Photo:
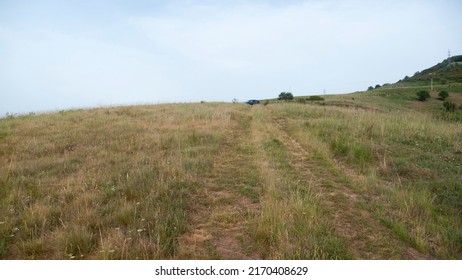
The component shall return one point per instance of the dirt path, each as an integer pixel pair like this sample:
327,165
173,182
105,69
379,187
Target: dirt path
367,237
218,223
^^^^
- [To be done]: Render all of the data above as a numbered list with one entry per line, skipping blank lines and excluding the pictures.

- [Answer in full]:
1. Photo:
2. The component shall return one point per instance of the dirt path, each as an integer pixel pair like this sample:
3. 327,165
4. 173,182
5. 105,69
6. 379,187
7. Target: dirt path
8. 367,237
9. 218,223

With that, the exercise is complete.